In the records below, find the line that contains "Target: arugula leaf", then write out that line and each one after it exactly, up to and including the last.

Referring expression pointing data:

════════════════════

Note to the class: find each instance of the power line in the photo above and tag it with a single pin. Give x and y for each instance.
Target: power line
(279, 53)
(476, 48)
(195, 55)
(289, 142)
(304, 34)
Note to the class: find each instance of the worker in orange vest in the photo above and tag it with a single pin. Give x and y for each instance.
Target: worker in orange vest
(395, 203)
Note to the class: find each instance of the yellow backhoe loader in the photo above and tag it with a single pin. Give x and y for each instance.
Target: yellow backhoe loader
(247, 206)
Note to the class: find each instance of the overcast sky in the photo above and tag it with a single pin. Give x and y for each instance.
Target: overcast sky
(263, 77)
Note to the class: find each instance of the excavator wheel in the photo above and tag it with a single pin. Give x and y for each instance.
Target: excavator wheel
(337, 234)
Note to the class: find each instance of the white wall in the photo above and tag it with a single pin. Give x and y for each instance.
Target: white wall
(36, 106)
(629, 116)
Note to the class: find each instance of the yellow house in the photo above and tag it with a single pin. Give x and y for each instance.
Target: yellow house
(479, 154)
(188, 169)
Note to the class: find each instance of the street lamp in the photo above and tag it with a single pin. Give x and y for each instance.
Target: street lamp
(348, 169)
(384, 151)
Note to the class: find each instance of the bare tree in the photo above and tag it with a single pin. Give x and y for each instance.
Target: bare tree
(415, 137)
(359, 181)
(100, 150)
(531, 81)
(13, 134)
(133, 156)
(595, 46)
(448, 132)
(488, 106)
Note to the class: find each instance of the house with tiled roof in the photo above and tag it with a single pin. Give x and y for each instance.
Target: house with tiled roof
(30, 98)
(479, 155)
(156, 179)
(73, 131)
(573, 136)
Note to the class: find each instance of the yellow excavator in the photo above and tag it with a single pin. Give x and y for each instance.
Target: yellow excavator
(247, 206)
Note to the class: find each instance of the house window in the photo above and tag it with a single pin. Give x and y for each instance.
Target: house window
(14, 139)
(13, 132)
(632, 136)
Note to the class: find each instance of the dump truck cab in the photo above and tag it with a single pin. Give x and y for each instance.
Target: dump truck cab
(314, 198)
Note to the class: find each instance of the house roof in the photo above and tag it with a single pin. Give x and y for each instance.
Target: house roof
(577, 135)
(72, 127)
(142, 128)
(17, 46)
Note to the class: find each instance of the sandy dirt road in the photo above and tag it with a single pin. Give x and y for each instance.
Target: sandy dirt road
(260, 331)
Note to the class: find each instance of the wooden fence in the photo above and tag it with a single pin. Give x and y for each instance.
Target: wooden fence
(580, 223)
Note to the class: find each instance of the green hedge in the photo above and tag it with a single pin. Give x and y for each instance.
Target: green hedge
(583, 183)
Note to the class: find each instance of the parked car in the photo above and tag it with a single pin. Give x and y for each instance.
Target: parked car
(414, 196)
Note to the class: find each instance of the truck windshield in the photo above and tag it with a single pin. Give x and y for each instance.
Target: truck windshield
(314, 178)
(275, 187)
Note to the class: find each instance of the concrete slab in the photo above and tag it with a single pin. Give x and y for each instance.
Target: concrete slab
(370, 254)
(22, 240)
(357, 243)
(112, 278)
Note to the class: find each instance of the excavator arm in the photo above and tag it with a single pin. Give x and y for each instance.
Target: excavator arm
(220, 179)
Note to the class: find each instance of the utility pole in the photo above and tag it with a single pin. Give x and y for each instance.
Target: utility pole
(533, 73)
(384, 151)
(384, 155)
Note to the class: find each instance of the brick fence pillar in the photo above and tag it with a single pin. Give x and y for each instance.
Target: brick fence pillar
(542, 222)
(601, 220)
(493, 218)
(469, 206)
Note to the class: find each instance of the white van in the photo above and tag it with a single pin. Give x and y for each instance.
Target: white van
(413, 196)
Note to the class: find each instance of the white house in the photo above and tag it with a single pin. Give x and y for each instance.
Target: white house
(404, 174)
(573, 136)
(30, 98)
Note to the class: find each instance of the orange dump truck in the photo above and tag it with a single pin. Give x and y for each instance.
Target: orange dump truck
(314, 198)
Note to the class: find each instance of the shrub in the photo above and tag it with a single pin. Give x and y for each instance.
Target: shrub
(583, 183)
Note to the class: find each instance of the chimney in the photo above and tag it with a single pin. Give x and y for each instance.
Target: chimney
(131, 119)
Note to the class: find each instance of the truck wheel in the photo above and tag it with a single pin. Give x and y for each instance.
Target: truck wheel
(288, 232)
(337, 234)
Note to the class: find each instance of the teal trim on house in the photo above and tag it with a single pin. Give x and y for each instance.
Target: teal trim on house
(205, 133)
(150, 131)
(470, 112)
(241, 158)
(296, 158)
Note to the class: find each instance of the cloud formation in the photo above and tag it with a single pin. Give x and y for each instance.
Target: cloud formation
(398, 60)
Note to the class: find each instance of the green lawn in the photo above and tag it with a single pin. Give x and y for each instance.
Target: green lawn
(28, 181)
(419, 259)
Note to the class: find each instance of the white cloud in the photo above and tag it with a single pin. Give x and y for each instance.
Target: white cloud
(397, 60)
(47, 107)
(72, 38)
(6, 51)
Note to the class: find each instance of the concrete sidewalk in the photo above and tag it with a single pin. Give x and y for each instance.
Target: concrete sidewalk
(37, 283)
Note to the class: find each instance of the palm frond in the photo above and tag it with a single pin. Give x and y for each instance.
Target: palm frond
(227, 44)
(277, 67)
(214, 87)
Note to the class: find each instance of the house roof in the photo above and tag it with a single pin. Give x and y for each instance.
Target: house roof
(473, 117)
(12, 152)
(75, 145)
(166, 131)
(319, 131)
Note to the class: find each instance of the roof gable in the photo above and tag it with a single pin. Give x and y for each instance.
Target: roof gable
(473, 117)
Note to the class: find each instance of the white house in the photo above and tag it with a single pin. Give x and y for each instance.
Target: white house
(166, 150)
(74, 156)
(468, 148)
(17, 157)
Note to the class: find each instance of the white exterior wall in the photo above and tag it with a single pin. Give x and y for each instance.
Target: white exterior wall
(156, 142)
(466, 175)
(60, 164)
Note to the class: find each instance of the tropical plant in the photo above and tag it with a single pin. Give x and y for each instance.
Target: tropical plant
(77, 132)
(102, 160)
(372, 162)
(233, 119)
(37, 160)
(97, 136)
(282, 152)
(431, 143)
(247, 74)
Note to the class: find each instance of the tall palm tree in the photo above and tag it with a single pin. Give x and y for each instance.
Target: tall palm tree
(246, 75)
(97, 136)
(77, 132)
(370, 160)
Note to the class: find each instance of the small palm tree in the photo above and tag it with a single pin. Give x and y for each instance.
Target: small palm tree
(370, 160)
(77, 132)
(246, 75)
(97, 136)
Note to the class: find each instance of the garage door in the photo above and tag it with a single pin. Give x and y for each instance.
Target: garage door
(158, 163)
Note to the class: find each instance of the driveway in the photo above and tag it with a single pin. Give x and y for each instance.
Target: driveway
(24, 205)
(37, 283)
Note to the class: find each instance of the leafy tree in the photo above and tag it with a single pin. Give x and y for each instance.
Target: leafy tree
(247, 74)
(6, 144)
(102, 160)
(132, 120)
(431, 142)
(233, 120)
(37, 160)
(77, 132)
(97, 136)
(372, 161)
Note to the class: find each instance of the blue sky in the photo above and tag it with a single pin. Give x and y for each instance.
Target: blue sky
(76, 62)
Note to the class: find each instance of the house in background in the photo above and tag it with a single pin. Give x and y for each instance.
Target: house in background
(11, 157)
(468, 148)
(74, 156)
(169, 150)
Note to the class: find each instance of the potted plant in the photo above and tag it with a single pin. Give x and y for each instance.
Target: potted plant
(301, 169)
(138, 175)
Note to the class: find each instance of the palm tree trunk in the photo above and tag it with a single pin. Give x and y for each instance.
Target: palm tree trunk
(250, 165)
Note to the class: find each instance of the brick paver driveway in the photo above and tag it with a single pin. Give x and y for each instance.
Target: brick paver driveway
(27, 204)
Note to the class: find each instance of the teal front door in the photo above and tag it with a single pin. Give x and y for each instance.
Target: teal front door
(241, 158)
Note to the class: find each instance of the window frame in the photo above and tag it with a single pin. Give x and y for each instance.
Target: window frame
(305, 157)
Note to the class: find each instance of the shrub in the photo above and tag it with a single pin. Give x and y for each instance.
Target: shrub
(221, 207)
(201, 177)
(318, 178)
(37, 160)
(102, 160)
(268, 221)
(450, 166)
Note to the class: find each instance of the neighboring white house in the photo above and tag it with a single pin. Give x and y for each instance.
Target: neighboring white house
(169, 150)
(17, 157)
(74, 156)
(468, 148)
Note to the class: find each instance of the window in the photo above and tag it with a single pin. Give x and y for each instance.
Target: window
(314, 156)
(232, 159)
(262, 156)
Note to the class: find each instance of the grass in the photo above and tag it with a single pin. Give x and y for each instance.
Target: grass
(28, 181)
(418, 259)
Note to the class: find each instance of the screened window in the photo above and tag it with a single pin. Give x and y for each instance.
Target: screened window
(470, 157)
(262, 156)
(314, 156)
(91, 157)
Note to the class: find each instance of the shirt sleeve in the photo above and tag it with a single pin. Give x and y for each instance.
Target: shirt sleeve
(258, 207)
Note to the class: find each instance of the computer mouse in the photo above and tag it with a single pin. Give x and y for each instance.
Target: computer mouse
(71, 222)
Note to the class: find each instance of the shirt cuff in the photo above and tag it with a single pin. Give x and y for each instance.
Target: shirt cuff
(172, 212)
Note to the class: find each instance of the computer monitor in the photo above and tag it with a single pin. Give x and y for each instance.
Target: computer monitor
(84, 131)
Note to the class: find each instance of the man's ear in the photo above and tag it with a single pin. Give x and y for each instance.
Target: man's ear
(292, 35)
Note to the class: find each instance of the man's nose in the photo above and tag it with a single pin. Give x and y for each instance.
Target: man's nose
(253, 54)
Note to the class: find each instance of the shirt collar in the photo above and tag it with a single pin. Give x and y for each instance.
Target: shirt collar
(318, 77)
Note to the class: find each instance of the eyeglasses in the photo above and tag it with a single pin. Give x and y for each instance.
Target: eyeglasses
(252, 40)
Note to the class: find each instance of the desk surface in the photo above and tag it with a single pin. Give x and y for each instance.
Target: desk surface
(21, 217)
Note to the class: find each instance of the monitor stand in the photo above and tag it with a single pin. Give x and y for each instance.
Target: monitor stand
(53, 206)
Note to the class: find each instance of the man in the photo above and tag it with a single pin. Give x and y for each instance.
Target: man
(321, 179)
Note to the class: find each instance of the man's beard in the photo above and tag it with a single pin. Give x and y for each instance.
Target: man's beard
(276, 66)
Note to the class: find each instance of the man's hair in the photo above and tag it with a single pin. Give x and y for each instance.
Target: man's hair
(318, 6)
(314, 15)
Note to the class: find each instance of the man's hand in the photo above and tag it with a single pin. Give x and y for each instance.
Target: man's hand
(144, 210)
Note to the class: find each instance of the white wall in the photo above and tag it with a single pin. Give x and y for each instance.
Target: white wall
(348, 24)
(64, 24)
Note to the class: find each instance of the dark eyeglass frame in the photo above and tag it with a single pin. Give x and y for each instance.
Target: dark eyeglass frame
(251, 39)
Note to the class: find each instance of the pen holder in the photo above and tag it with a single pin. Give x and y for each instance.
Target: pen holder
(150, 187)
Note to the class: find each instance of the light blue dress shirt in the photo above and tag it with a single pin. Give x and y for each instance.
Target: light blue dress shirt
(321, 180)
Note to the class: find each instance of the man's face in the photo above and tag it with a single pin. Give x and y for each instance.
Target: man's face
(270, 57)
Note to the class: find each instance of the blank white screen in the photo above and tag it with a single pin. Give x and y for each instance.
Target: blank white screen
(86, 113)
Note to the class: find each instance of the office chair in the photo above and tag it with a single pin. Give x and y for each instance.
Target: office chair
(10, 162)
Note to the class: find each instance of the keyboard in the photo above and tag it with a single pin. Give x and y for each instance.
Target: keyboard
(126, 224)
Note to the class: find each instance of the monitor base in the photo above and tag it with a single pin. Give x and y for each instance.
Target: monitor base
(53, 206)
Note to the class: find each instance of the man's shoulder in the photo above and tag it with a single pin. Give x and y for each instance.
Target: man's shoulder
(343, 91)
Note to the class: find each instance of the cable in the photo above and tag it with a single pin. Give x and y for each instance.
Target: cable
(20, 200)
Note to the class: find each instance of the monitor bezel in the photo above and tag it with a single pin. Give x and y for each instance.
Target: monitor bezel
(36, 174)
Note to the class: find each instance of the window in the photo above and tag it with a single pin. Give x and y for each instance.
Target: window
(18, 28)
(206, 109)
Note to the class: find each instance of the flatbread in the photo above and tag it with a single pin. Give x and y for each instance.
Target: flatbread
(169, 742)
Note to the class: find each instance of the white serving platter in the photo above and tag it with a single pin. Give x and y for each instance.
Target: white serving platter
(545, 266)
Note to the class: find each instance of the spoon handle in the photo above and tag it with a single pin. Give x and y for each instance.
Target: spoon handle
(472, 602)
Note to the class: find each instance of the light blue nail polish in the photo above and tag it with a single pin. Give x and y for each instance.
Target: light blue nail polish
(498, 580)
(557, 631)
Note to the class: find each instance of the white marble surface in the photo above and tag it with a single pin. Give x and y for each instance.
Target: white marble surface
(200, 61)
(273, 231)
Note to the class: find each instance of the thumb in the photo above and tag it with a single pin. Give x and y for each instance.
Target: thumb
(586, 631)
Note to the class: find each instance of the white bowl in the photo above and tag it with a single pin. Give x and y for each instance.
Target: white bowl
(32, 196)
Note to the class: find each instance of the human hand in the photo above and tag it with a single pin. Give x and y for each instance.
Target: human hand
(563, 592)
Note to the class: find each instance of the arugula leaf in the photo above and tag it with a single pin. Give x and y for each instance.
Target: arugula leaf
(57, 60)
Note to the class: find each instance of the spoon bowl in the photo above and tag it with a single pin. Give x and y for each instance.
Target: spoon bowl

════════════════════

**EXERCISE RESULT**
Target: arugula leaf
(57, 60)
Note to the class: find each instance of the spoon bowl in the photo above and tag it with a single pin. Give x and y for each instance.
Target: spoon bowl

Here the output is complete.